**The task**. Decide whether each statement agrees with the text on William Fetter and the Northwest chapters of E.A.T., answering yes or no and quoting the deciding words: 1. The first Northwest meeting took place at the Seattle Science Center. 2. Fetter had no art background. 3. The first meeting drew 85 artists and technologists.
=== Reading text ===
Seattle >
William Fetter (1928-2002), an art director who worked for Boeing, was a computer graphics pioneer and the first to draw the human figure using a computer (above). He was invited to attend a meeting in 1965 at the Murray Hill, N.J. offices of Bell Telephone Laboratories (now Lucent Technologies). As he remembers it, "this small group was the entire population doing any form of computer graphics then and I was the only one with an art background and an art degree. Surprisingly, I was still the only one of this group doing perspective images. Some present were Ken Knowlton and Ed Zajac of Bell Laboratories, George Michaels and Bob Crowley of Lawrence Livermore National Laboratories, myself from Boeing and others. E.A.T. was first described to me during a meeting in New York at a conference and I felt the rich mix of art and technology interactions already in progress in the Northwest might benefit by tying in with that group. I contacted Dr. Kluver, obtained a film about their show at the Armory in New York, and called a meeting of like-minded people [in Seattle]."

The Northwest chapters of E.A.T. were founded in 1968 in Seattle and Portland. The first meeting was held at the Seattle Science Center on June 29, 1968, and was attended by 65 Oregon and Washington artists and technologists (above). It was organized and run by William Fetter and LaMar Harrington, with Doris Chase, Robert Brown, Jack Eyerly, and Don Paulson in attendance. A film of "9 Evenings: Theatre and Engineering" made by Alfons Schilling was shown that documented the performances. Two films made by local artists also were screened: Sorcerer’s Apprentice by William Fetter and Hans Graf, and Horses by Robert Brown and Frank Olvey (later titled The Tempest).
=== Listing ===
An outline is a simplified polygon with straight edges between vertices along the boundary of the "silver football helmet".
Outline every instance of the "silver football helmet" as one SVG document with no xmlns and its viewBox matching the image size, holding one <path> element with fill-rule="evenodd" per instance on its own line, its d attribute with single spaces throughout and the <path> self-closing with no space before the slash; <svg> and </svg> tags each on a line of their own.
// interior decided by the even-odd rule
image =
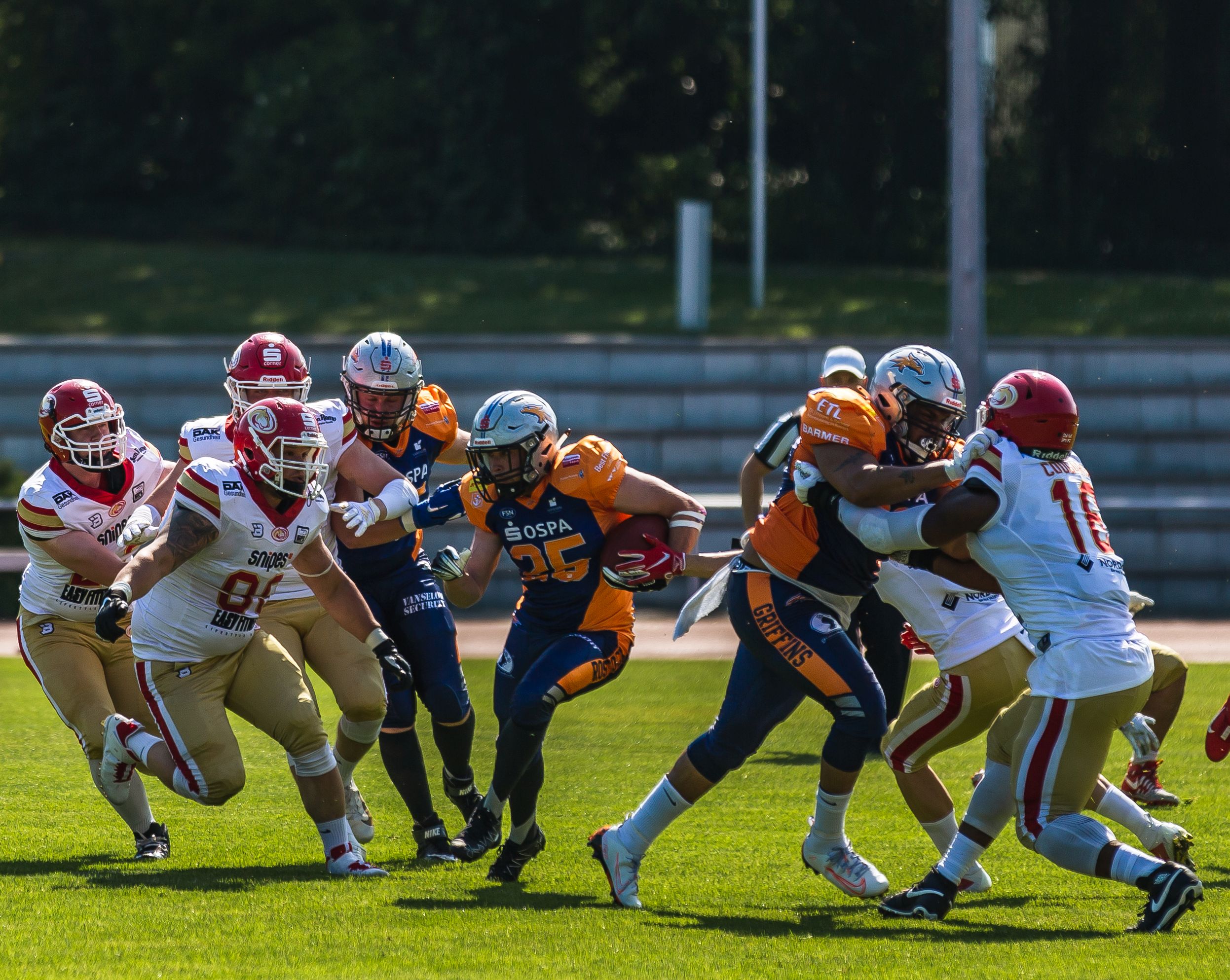
<svg viewBox="0 0 1230 980">
<path fill-rule="evenodd" d="M 501 391 L 474 417 L 466 460 L 490 503 L 529 493 L 546 476 L 560 441 L 555 411 L 533 391 Z"/>
<path fill-rule="evenodd" d="M 870 395 L 916 462 L 947 455 L 966 417 L 961 370 L 934 347 L 905 344 L 889 350 L 871 375 Z"/>
<path fill-rule="evenodd" d="M 423 363 L 396 333 L 369 333 L 342 358 L 342 387 L 359 434 L 394 443 L 415 421 Z"/>
</svg>

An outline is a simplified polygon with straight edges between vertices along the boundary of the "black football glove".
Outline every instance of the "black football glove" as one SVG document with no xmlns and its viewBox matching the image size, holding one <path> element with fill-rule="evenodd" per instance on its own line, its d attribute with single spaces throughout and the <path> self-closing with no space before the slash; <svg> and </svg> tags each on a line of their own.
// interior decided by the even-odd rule
<svg viewBox="0 0 1230 980">
<path fill-rule="evenodd" d="M 410 669 L 410 662 L 400 653 L 391 639 L 381 641 L 373 650 L 380 666 L 385 671 L 385 682 L 395 691 L 410 687 L 415 682 L 415 675 Z"/>
<path fill-rule="evenodd" d="M 114 643 L 124 634 L 124 627 L 119 621 L 130 611 L 128 594 L 121 589 L 107 589 L 102 594 L 102 605 L 98 606 L 98 615 L 93 617 L 93 632 L 100 639 Z"/>
</svg>

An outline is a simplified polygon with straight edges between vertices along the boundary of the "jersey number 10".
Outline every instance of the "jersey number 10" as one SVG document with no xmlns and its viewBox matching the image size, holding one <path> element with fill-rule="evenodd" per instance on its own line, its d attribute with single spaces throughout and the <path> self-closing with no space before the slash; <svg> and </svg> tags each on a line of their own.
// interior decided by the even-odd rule
<svg viewBox="0 0 1230 980">
<path fill-rule="evenodd" d="M 1089 548 L 1085 547 L 1085 535 L 1080 521 L 1076 519 L 1076 513 L 1073 510 L 1066 480 L 1057 480 L 1050 484 L 1050 499 L 1058 503 L 1060 510 L 1064 512 L 1064 520 L 1068 523 L 1068 530 L 1073 536 L 1076 551 L 1081 555 L 1087 555 Z M 1081 510 L 1085 512 L 1085 523 L 1089 525 L 1089 536 L 1092 539 L 1093 546 L 1106 555 L 1113 555 L 1111 532 L 1107 531 L 1106 521 L 1102 520 L 1102 512 L 1097 509 L 1097 499 L 1093 497 L 1093 484 L 1087 480 L 1082 480 L 1080 483 L 1080 505 Z"/>
</svg>

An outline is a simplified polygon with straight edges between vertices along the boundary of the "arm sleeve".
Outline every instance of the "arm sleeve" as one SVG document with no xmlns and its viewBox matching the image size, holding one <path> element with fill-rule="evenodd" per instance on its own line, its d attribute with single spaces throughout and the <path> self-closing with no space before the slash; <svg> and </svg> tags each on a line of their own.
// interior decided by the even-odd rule
<svg viewBox="0 0 1230 980">
<path fill-rule="evenodd" d="M 213 472 L 196 462 L 180 475 L 175 484 L 173 503 L 200 514 L 215 528 L 223 526 L 221 499 L 218 480 Z"/>
<path fill-rule="evenodd" d="M 627 460 L 624 459 L 624 454 L 605 439 L 587 435 L 577 443 L 571 454 L 565 456 L 566 465 L 572 455 L 581 456 L 589 499 L 614 510 L 615 494 L 619 493 L 624 473 L 627 472 Z"/>
<path fill-rule="evenodd" d="M 764 435 L 752 448 L 752 455 L 770 470 L 776 470 L 788 457 L 791 446 L 798 439 L 798 422 L 802 412 L 784 412 L 765 429 Z"/>
</svg>

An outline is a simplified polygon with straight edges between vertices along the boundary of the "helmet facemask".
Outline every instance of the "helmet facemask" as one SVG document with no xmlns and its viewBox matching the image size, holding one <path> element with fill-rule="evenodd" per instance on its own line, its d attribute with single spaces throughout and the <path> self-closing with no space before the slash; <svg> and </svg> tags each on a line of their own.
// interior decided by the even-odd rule
<svg viewBox="0 0 1230 980">
<path fill-rule="evenodd" d="M 79 439 L 87 430 L 106 427 L 103 435 L 95 439 Z M 59 419 L 52 427 L 50 444 L 53 449 L 68 454 L 66 462 L 82 470 L 111 470 L 124 461 L 124 409 L 121 406 L 98 406 L 87 408 L 84 416 L 69 416 Z M 95 433 L 97 434 L 97 433 Z"/>
<path fill-rule="evenodd" d="M 904 385 L 893 392 L 902 406 L 893 434 L 915 462 L 943 459 L 956 443 L 966 412 L 918 397 Z"/>
<path fill-rule="evenodd" d="M 237 422 L 240 416 L 264 398 L 290 398 L 306 403 L 311 379 L 290 381 L 282 375 L 266 375 L 257 381 L 240 381 L 236 377 L 228 377 L 223 381 L 223 387 L 230 395 L 231 412 Z"/>
<path fill-rule="evenodd" d="M 423 382 L 405 389 L 370 387 L 343 374 L 342 389 L 359 434 L 370 443 L 396 443 L 415 421 Z M 400 401 L 395 396 L 400 396 Z"/>
<path fill-rule="evenodd" d="M 544 425 L 512 445 L 471 446 L 465 455 L 478 492 L 493 504 L 524 497 L 533 491 L 546 475 L 552 448 L 549 428 Z M 491 466 L 493 462 L 498 473 Z"/>
<path fill-rule="evenodd" d="M 287 497 L 315 497 L 322 492 L 328 480 L 328 464 L 325 462 L 328 444 L 323 435 L 314 432 L 300 437 L 276 435 L 266 444 L 253 432 L 252 440 L 266 456 L 253 473 L 258 480 Z M 250 472 L 252 462 L 245 460 Z"/>
</svg>

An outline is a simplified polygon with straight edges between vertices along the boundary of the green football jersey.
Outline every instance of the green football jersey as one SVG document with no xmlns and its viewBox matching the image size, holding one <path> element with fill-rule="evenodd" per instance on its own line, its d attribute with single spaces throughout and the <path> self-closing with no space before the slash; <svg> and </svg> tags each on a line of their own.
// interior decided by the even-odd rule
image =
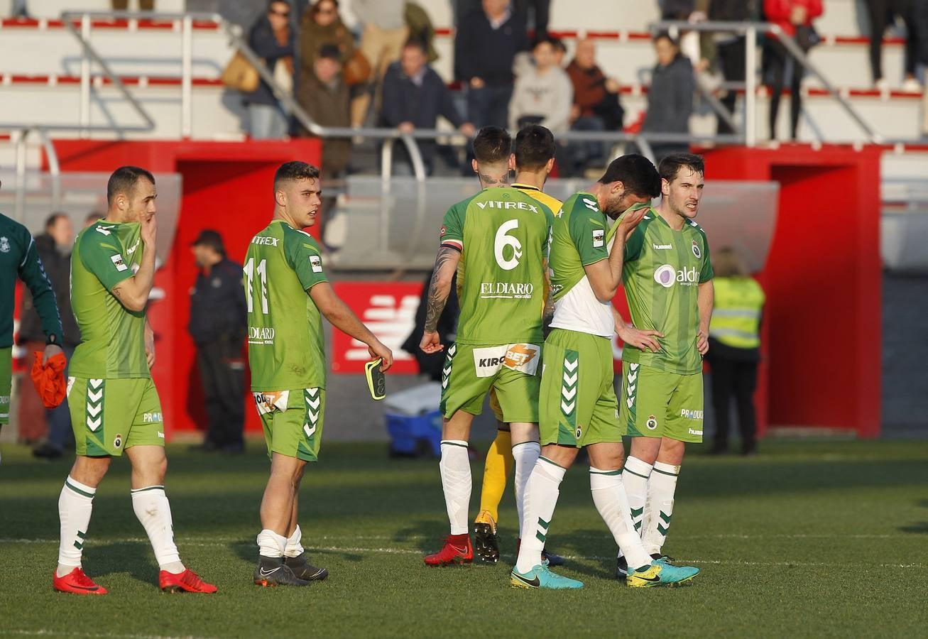
<svg viewBox="0 0 928 639">
<path fill-rule="evenodd" d="M 322 315 L 308 294 L 329 281 L 319 245 L 275 220 L 251 238 L 242 270 L 251 390 L 326 388 Z"/>
<path fill-rule="evenodd" d="M 458 282 L 462 344 L 541 343 L 544 260 L 554 213 L 516 188 L 486 188 L 452 206 L 443 247 L 467 264 Z"/>
<path fill-rule="evenodd" d="M 92 379 L 150 377 L 145 311 L 130 311 L 110 292 L 142 262 L 138 223 L 101 220 L 81 231 L 71 254 L 71 306 L 81 328 L 68 374 Z"/>
<path fill-rule="evenodd" d="M 705 232 L 692 220 L 675 231 L 651 209 L 625 243 L 624 260 L 622 284 L 632 323 L 664 337 L 654 353 L 625 344 L 623 359 L 668 373 L 699 373 L 699 285 L 715 275 Z"/>
<path fill-rule="evenodd" d="M 566 200 L 554 220 L 551 238 L 552 328 L 611 338 L 615 332 L 609 302 L 599 301 L 585 266 L 609 259 L 610 221 L 596 197 L 580 191 Z"/>
</svg>

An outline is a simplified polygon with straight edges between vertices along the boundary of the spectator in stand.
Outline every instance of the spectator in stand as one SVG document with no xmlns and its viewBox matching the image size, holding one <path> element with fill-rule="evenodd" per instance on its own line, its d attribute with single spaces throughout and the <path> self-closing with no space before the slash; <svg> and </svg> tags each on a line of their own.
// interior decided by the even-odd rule
<svg viewBox="0 0 928 639">
<path fill-rule="evenodd" d="M 711 21 L 746 22 L 754 19 L 755 0 L 711 0 L 706 2 L 708 19 Z M 703 58 L 717 60 L 722 77 L 728 83 L 744 82 L 745 38 L 735 32 L 703 32 L 701 38 Z M 734 89 L 722 92 L 721 103 L 734 117 L 738 92 Z M 716 117 L 715 132 L 731 134 L 734 130 L 721 117 Z"/>
<path fill-rule="evenodd" d="M 35 249 L 45 267 L 45 275 L 55 292 L 61 327 L 64 330 L 61 348 L 65 357 L 71 356 L 81 341 L 81 331 L 71 311 L 71 249 L 74 244 L 74 226 L 65 213 L 52 213 L 45 221 L 45 233 L 35 237 Z M 26 349 L 27 370 L 32 369 L 32 357 L 45 348 L 42 320 L 32 303 L 28 289 L 22 295 L 22 320 L 19 324 L 19 342 Z M 65 376 L 67 377 L 67 368 Z M 71 428 L 68 400 L 58 408 L 47 410 L 32 383 L 19 385 L 19 439 L 40 441 L 32 450 L 36 457 L 57 459 L 65 447 L 74 441 Z"/>
<path fill-rule="evenodd" d="M 112 0 L 113 11 L 125 11 L 129 8 L 129 0 Z M 139 11 L 154 11 L 155 0 L 138 0 Z"/>
<path fill-rule="evenodd" d="M 300 83 L 297 99 L 314 121 L 323 126 L 347 127 L 349 91 L 342 77 L 341 51 L 336 45 L 324 45 L 314 57 L 313 70 Z M 309 132 L 302 130 L 303 135 Z M 322 141 L 322 175 L 326 181 L 344 176 L 351 161 L 351 140 L 327 137 Z M 323 191 L 325 192 L 325 191 Z M 325 239 L 326 223 L 333 211 L 335 198 L 322 197 L 322 208 L 316 212 L 319 236 Z"/>
<path fill-rule="evenodd" d="M 550 34 L 548 34 L 548 37 L 550 37 Z M 567 46 L 561 38 L 551 37 L 551 44 L 554 45 L 554 64 L 563 69 L 564 58 L 567 56 Z"/>
<path fill-rule="evenodd" d="M 290 23 L 290 4 L 271 0 L 267 13 L 258 19 L 249 33 L 248 44 L 264 60 L 281 91 L 293 92 L 295 38 Z M 280 138 L 287 134 L 287 114 L 264 80 L 252 93 L 245 95 L 251 137 L 256 140 Z"/>
<path fill-rule="evenodd" d="M 354 53 L 354 37 L 342 21 L 338 0 L 317 0 L 300 19 L 301 82 L 312 77 L 316 57 L 326 45 L 335 46 L 342 65 Z"/>
<path fill-rule="evenodd" d="M 571 129 L 574 131 L 621 131 L 625 110 L 619 102 L 619 83 L 606 77 L 596 64 L 596 44 L 586 38 L 577 43 L 574 59 L 567 65 L 574 85 Z M 571 174 L 578 174 L 591 161 L 602 160 L 605 149 L 599 142 L 573 144 Z"/>
<path fill-rule="evenodd" d="M 409 38 L 406 23 L 405 0 L 352 0 L 354 15 L 364 22 L 361 33 L 361 53 L 370 63 L 373 74 L 371 87 L 357 96 L 351 105 L 352 126 L 363 126 L 370 109 L 370 90 L 387 72 L 387 68 L 399 59 L 403 44 Z"/>
<path fill-rule="evenodd" d="M 526 26 L 531 24 L 535 37 L 548 36 L 548 20 L 551 15 L 551 0 L 516 0 L 516 14 Z M 533 19 L 529 21 L 528 11 L 532 9 Z"/>
<path fill-rule="evenodd" d="M 721 249 L 712 262 L 715 271 L 713 280 L 715 302 L 709 327 L 707 359 L 712 366 L 715 438 L 711 453 L 728 452 L 728 411 L 734 398 L 741 432 L 741 454 L 753 454 L 757 450 L 754 392 L 760 362 L 764 289 L 748 275 L 732 249 Z"/>
<path fill-rule="evenodd" d="M 690 59 L 680 54 L 676 40 L 667 33 L 654 38 L 657 64 L 648 90 L 648 111 L 641 131 L 660 134 L 689 134 L 693 112 L 696 80 Z M 659 162 L 671 153 L 689 152 L 689 142 L 651 143 Z"/>
<path fill-rule="evenodd" d="M 922 33 L 918 25 L 917 12 L 918 6 L 926 3 L 924 0 L 866 0 L 866 4 L 870 23 L 870 58 L 873 84 L 881 91 L 889 88 L 886 79 L 883 77 L 883 35 L 887 23 L 892 23 L 898 16 L 906 24 L 905 79 L 902 90 L 908 93 L 920 92 L 922 85 L 915 77 L 915 67 L 918 64 Z"/>
<path fill-rule="evenodd" d="M 324 0 L 325 1 L 325 0 Z M 322 126 L 348 127 L 348 87 L 342 79 L 342 50 L 337 45 L 323 45 L 313 56 L 313 67 L 303 75 L 297 90 L 300 106 Z M 308 131 L 302 131 L 309 135 Z M 341 177 L 348 168 L 351 141 L 327 138 L 322 141 L 322 171 L 327 178 Z"/>
<path fill-rule="evenodd" d="M 821 0 L 764 0 L 764 15 L 780 25 L 787 35 L 794 37 L 804 50 L 815 44 L 812 20 L 822 13 Z M 798 64 L 779 40 L 767 41 L 767 68 L 770 82 L 770 139 L 777 139 L 777 115 L 786 77 L 790 82 L 790 139 L 796 139 L 799 113 L 802 111 L 803 66 Z"/>
<path fill-rule="evenodd" d="M 535 68 L 516 78 L 509 102 L 509 129 L 541 124 L 553 134 L 570 127 L 574 86 L 571 79 L 554 63 L 554 44 L 542 37 L 532 47 Z"/>
<path fill-rule="evenodd" d="M 477 128 L 505 127 L 512 97 L 512 64 L 528 46 L 525 23 L 509 0 L 483 0 L 455 38 L 455 77 L 467 87 L 468 120 Z M 470 170 L 470 165 L 468 165 Z"/>
<path fill-rule="evenodd" d="M 242 269 L 226 257 L 222 236 L 205 229 L 191 245 L 200 273 L 190 293 L 187 330 L 197 347 L 197 367 L 208 420 L 206 439 L 195 450 L 241 453 L 245 428 L 245 360 L 248 330 Z"/>
<path fill-rule="evenodd" d="M 404 45 L 400 61 L 387 70 L 383 78 L 380 124 L 395 127 L 403 133 L 416 129 L 434 129 L 438 116 L 444 116 L 458 129 L 470 137 L 474 127 L 465 121 L 455 108 L 451 94 L 432 67 L 428 66 L 425 45 L 410 40 Z M 435 143 L 419 140 L 419 148 L 426 171 L 431 173 L 435 158 Z M 411 173 L 409 156 L 405 145 L 393 147 L 394 170 Z"/>
</svg>

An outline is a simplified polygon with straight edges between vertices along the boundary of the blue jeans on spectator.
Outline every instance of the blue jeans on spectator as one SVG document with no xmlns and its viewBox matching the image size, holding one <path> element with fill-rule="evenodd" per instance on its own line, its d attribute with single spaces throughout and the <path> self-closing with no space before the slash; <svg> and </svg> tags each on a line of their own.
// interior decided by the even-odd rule
<svg viewBox="0 0 928 639">
<path fill-rule="evenodd" d="M 287 116 L 277 105 L 248 105 L 249 129 L 255 140 L 280 139 L 287 134 Z"/>
<path fill-rule="evenodd" d="M 483 126 L 501 126 L 505 129 L 509 121 L 511 97 L 511 84 L 468 89 L 468 120 L 478 129 Z"/>
<path fill-rule="evenodd" d="M 71 355 L 74 354 L 74 348 L 64 347 L 64 355 L 71 364 Z M 64 369 L 65 378 L 68 377 L 68 367 Z M 74 429 L 71 427 L 71 411 L 68 408 L 68 398 L 58 408 L 45 411 L 45 418 L 48 421 L 48 444 L 59 451 L 69 448 L 74 442 Z"/>
</svg>

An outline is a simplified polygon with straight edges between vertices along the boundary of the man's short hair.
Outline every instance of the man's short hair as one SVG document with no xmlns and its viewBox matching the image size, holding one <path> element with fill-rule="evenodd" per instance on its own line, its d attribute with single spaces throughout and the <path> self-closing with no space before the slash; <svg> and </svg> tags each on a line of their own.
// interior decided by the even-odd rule
<svg viewBox="0 0 928 639">
<path fill-rule="evenodd" d="M 408 40 L 406 41 L 406 43 L 403 44 L 403 48 L 419 49 L 423 56 L 429 55 L 429 47 L 426 45 L 424 42 L 422 42 L 420 38 L 416 38 L 416 37 L 409 38 Z"/>
<path fill-rule="evenodd" d="M 510 153 L 512 137 L 506 129 L 484 126 L 473 138 L 473 157 L 478 162 L 499 164 L 508 160 Z"/>
<path fill-rule="evenodd" d="M 342 51 L 339 49 L 338 45 L 332 45 L 331 43 L 328 45 L 323 45 L 319 47 L 319 53 L 316 54 L 316 58 L 328 58 L 329 59 L 337 60 L 342 62 Z"/>
<path fill-rule="evenodd" d="M 686 167 L 700 175 L 705 174 L 705 160 L 692 153 L 671 153 L 660 161 L 657 173 L 667 182 L 673 182 L 680 169 Z"/>
<path fill-rule="evenodd" d="M 651 160 L 643 155 L 629 153 L 616 158 L 599 178 L 603 185 L 621 182 L 625 190 L 637 196 L 656 198 L 661 195 L 661 176 Z"/>
<path fill-rule="evenodd" d="M 318 168 L 299 160 L 294 160 L 292 162 L 284 162 L 277 167 L 277 172 L 274 173 L 274 190 L 277 191 L 280 188 L 280 185 L 284 182 L 317 180 L 318 178 Z"/>
<path fill-rule="evenodd" d="M 121 166 L 116 169 L 107 182 L 107 204 L 112 203 L 113 198 L 121 193 L 131 197 L 140 177 L 144 177 L 152 185 L 155 184 L 155 176 L 140 167 Z"/>
<path fill-rule="evenodd" d="M 60 211 L 57 211 L 57 212 L 54 212 L 51 215 L 49 215 L 48 217 L 46 217 L 45 218 L 45 230 L 46 231 L 50 231 L 52 229 L 52 227 L 55 224 L 58 224 L 58 221 L 60 220 L 63 217 L 64 218 L 68 217 L 68 214 L 67 213 L 62 213 Z"/>
<path fill-rule="evenodd" d="M 540 169 L 554 151 L 554 134 L 541 124 L 528 124 L 516 134 L 516 169 Z"/>
</svg>

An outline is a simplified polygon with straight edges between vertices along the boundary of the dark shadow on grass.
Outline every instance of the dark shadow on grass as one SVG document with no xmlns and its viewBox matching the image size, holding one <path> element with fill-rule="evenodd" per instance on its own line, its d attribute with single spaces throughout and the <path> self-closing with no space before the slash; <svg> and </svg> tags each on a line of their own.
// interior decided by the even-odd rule
<svg viewBox="0 0 928 639">
<path fill-rule="evenodd" d="M 158 564 L 147 542 L 105 542 L 84 552 L 84 567 L 95 578 L 127 572 L 133 579 L 158 584 Z"/>
</svg>

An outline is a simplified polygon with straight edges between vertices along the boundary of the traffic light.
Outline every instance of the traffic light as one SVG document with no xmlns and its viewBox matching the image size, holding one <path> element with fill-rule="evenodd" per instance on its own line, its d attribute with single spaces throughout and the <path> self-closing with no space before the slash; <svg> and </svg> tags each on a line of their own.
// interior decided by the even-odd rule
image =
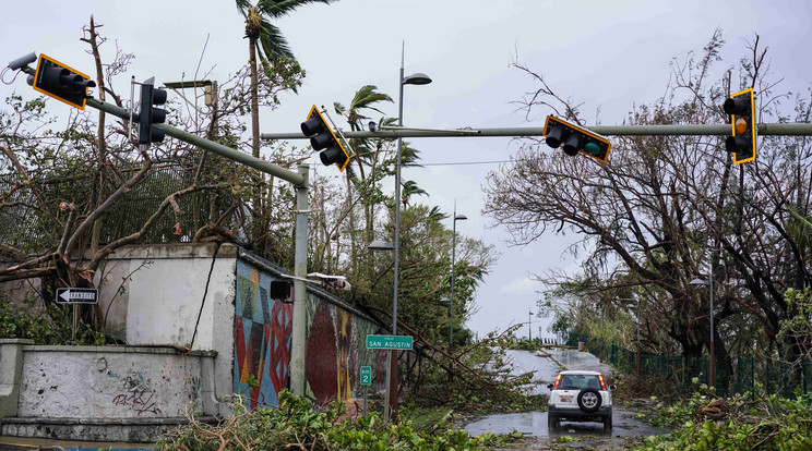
===
**Task response**.
1. Yes: "The first meeting was held at the Seattle Science Center on June 29, 1968"
2. No: "I was the only one with an art background and an art degree."
3. No: "was attended by 65 Oregon and Washington artists and technologists"